### WORK INSTRUCTIONS
Below are the records; give the number of lines in them that include the word "white", and nothing more.

### MATERIAL FOR THIS EXERCISE

....

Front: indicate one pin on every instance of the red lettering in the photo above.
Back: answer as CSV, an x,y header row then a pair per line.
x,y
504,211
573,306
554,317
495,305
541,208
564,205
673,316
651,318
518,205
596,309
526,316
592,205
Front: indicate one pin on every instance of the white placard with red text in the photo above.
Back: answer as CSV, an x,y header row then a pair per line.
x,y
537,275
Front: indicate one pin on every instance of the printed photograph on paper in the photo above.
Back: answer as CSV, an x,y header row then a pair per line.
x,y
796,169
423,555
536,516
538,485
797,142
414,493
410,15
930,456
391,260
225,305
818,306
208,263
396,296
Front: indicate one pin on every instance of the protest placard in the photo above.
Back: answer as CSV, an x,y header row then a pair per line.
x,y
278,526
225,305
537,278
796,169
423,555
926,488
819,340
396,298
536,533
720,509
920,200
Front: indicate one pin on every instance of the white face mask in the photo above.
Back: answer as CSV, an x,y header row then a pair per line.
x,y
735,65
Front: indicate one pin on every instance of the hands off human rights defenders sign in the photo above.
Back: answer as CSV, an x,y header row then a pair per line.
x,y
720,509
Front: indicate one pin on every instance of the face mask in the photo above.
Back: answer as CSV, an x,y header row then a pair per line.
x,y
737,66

....

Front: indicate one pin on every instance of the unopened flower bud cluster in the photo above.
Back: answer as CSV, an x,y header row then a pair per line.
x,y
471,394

....

### WRITTEN RESPONSE
2